-- Start of Input --

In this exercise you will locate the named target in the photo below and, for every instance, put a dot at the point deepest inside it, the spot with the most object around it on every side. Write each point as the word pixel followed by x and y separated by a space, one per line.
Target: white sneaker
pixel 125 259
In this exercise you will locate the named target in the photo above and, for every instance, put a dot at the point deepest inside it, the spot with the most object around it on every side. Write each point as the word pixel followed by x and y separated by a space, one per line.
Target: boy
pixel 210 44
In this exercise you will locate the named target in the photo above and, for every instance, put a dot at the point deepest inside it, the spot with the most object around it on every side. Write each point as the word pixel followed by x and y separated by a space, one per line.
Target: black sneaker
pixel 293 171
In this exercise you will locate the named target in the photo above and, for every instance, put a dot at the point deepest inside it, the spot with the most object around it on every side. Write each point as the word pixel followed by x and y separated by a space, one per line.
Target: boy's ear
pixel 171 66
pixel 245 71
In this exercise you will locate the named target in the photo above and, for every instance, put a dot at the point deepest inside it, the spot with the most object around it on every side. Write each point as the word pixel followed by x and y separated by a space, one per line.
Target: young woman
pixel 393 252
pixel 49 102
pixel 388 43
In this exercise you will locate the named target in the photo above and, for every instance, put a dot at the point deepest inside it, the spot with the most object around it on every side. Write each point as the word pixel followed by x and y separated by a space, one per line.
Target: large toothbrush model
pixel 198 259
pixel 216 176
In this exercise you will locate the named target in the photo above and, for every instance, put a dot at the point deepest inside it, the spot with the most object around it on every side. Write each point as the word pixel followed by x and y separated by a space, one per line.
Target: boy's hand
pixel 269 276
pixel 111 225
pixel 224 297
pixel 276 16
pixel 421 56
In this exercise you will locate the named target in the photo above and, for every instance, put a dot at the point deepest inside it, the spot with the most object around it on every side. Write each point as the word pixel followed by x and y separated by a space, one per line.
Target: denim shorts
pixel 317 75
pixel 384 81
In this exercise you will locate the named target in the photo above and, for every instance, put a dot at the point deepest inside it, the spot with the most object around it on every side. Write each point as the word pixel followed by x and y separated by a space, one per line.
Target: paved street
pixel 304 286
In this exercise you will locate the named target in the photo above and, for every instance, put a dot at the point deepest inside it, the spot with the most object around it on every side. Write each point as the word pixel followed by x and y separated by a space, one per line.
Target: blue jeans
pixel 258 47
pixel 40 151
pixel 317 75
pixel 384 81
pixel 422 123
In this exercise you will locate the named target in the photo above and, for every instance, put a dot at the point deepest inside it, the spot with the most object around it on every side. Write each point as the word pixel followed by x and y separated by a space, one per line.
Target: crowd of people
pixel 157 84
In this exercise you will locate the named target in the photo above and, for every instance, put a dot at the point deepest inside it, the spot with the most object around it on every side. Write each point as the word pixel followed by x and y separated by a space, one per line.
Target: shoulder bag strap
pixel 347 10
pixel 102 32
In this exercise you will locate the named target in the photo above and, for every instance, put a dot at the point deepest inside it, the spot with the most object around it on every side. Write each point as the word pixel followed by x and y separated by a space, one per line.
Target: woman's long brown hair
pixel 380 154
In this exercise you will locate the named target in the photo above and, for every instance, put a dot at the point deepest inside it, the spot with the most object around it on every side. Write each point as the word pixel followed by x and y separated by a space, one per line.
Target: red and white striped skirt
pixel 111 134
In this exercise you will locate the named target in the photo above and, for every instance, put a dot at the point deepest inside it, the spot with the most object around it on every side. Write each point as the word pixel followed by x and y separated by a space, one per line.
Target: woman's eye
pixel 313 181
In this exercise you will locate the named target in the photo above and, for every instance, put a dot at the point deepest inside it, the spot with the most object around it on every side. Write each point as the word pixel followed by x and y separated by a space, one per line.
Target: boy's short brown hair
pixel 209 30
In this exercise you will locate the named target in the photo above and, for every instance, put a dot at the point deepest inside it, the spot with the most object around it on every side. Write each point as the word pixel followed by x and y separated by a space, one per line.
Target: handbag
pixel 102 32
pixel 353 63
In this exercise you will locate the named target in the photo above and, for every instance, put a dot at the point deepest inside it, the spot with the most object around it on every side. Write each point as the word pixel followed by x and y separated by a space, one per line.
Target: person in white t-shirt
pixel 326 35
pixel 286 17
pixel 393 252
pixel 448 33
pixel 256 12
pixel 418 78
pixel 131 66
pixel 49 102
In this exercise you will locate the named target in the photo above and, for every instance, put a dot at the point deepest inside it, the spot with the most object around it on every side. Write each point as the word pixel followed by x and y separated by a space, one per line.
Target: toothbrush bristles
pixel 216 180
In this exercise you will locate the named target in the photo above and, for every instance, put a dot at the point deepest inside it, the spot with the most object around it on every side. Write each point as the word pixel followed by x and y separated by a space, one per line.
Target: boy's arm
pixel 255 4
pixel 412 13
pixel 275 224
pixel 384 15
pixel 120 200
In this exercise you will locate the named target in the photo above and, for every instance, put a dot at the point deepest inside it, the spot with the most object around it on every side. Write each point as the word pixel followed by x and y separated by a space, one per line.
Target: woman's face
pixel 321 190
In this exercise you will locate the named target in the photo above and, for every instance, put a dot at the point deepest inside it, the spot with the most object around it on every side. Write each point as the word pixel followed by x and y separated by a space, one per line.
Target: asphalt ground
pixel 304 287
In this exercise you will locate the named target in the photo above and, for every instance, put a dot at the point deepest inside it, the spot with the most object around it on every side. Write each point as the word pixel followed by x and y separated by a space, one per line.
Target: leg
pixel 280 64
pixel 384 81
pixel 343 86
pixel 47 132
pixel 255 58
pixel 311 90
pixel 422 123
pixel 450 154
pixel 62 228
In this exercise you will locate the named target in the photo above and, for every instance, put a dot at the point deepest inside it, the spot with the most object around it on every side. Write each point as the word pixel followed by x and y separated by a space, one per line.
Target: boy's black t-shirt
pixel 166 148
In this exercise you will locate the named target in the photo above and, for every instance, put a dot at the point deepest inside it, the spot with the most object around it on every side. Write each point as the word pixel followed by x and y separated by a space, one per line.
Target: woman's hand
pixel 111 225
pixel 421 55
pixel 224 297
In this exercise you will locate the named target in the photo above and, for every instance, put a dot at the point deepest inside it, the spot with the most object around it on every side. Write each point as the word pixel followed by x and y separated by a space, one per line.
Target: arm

-- End of Input --

**Exercise description**
Output all of the material exactly as written.

**Complete answer**
In this exercise you will locate the named target in the photo below and, for every instance, put a dot at the point deepest inside it, the spot with the most object around it on every side. Write each point as the word pixel followed by x and y separated by a space, one per line.
Target: white sneaker
pixel 125 259
In this exercise you will locate the named target in the photo above and, for every instance, put a dot at the point deepest inside it, the spot with the most object around it on every side. Write each point as the word pixel followed by x and y separated by a space, one per line.
Target: boy
pixel 210 44
In this exercise you will locate the named target in the photo above and, for every instance, put a dot at the point deepest inside it, the spot with the most object around it on every side. Write each point as the word pixel followed by x and y separated by a space, one per line.
Target: black sneaker
pixel 293 171
In this exercise you will locate the named target in the photo above and, for every instance, put a dot at the point deepest inside it, the spot with the most object around it on every side. Write each point as the word pixel followed by x and y separated by a space, one per line.
Target: boy's ear
pixel 171 66
pixel 245 71
In this exercise you will locate the named target in the photo above and, for every instance, put a dot at the point deepest inside it, the spot with the most object around it on every side. Write each point as the word pixel followed by x and y separated by a space, one per line.
Target: young woman
pixel 393 252
pixel 49 102
pixel 388 43
In this exercise you will locate the named target in the photo above and, for every instance, put a dot at the point deepest inside it, the spot with the most object around it on every side. Write each point as the word pixel followed by x and y separated by a space, one per line.
Target: large toothbrush model
pixel 198 259
pixel 216 176
In this exercise you will locate the named target in the photo above and, for every instance, put a dot at the point deepest inside it, the spot with the most object around it on every side. Write each point as the word pixel followed by x and y separated by a space, one per line.
Target: boy's hand
pixel 269 276
pixel 111 225
pixel 224 297
pixel 276 16
pixel 421 56
In this exercise you will locate the named target in the photo above and, for every instance, put a dot at the point deepest inside it, the spot with the most object around it on every side. Write each point as the word pixel followed by x and y separated by a space, one per line.
Target: denim shorts
pixel 317 75
pixel 384 81
In this exercise you will locate the named target in the photo above and, for every instance, put a dot at the point deepest inside it, the spot with the most object around it on every side. Write each point as the word pixel followed by x and y separated by a space, one per line.
Target: paved street
pixel 304 286
In this exercise you will locate the named target in the photo above and, for every instance, put a dot at the point deepest inside it, the spot with the most object around it on every side. Write each point as the word pixel followed by x and y separated by a space, one per line.
Target: blue jeans
pixel 258 47
pixel 40 151
pixel 317 75
pixel 384 81
pixel 422 123
In this exercise you will locate the named target in the photo above and, for every instance, put a dot at the point deepest inside it, the spot with the most object around it on every side. Write each point as the word pixel followed by x and y separated by a space, one per line.
Target: crowd of people
pixel 157 84
In this exercise you will locate the named target in the photo above and, for every instance, put a dot at the point deepest inside it, the spot with the most object around it on every side. Write each point as the word pixel followed by x and y separated by a space, one per line.
Target: shoulder bag strap
pixel 347 10
pixel 102 32
In this exercise you will locate the named target in the photo above and, for every instance, put a dot at the point deepest inside it, the spot with the most object around it on every side. Write each point as the word pixel followed by x and y separated by a space, one per line.
Target: woman's long brown hair
pixel 380 154
In this exercise you will locate the named target in the photo above and, for every instance, put a dot at the point deepest inside it, the spot with the most object around it on every side. Write each point as the word pixel followed by x and y separated by a space, one per line.
Target: red and white striped skirt
pixel 111 134
In this exercise you will locate the named target in the photo above and, for every instance, put a dot at the point deepest inside it, the spot with the most object around it on every side. Write each point as the word pixel followed by x and y separated by a space, one per line.
Target: woman's eye
pixel 313 181
In this exercise you will locate the named target in the photo above and, for every instance, put a dot at the point deepest inside it, the spot with the most object around it on every side. Write each point as the word pixel followed by x and y separated by a space, one per line.
Target: boy's short brown hair
pixel 209 30
In this exercise you will locate the named target in the photo above and, for every instance, put a dot at the point deepest inside it, the spot with the most object around it on every side. Write each point as the word pixel followed by x and y separated by a space, one per line.
Target: handbag
pixel 102 32
pixel 353 63
In this exercise you will locate the named target in the photo above and, for every instance, put a dot at the point deepest inside it, the spot with the most object around it on every side. Write each point as the word pixel followed by x and y separated by a space, one per line.
Target: person in white t-shirt
pixel 326 35
pixel 286 17
pixel 393 252
pixel 448 33
pixel 256 12
pixel 418 78
pixel 131 66
pixel 49 102
In this exercise you will locate the named target in the photo above and, for every instance, put a dot at the point deepest inside it, the spot with the most object around it on every side. Write each point as the word pixel followed by x and y separated by a space, one per line.
Target: toothbrush bristles
pixel 216 180
In this exercise you will locate the named target in the photo above and, for every instance, put a dot at the point deepest inside it, the spot with the most object around it on every side. Write each point as the word pixel followed by x and y separated by a space, one per line.
Target: boy's arm
pixel 255 4
pixel 412 13
pixel 275 224
pixel 384 15
pixel 120 200
In this exercise you will locate the named target in the photo above and, for every instance, put a dot at the point deepest inside it, the spot with the most object around it on every side. Write each point as the word pixel followed by x and y separated by a space, one per line.
Target: woman's face
pixel 321 190
In this exercise you will locate the named target in the photo above and, for every instance, put a dot at the point deepest inside it, the spot with the most object around it on every side. Write each point as the word pixel followed by x and y separated by a space, one per line.
Target: asphalt ground
pixel 304 287
In this exercise you will locate the named target in the photo above and, for every instance, put a dot at the point deepest inside it, the spot with the most object around it on every side. Write each point as the word pixel followed by x and y separated by a space, one per line.
Target: leg
pixel 280 64
pixel 384 81
pixel 343 86
pixel 47 132
pixel 255 58
pixel 311 90
pixel 422 123
pixel 450 154
pixel 62 228
In this exercise you will locate the named target in the photo above and, for every instance, put a dot at the point deepest inside it, the spot with the most object around it on every side. Write each point as the word pixel followed by x and y separated by a space, one per line.
Target: boy's black t-shirt
pixel 166 148
In this exercise you will locate the named target in the photo above and, for every instance, put a dot at the point deepest inside it, the spot with the most object around it on every side. Write each point as the word pixel followed by x and y separated by a space, one per line.
Target: woman's hand
pixel 111 225
pixel 421 55
pixel 224 297
In this exercise you will locate the named target in the photo above and, for every instance, put a dot at the point deepest inside it, the spot with the most object around it on every side. Write each point as the word pixel followed by x and y separated by a space, one per line.
Target: arm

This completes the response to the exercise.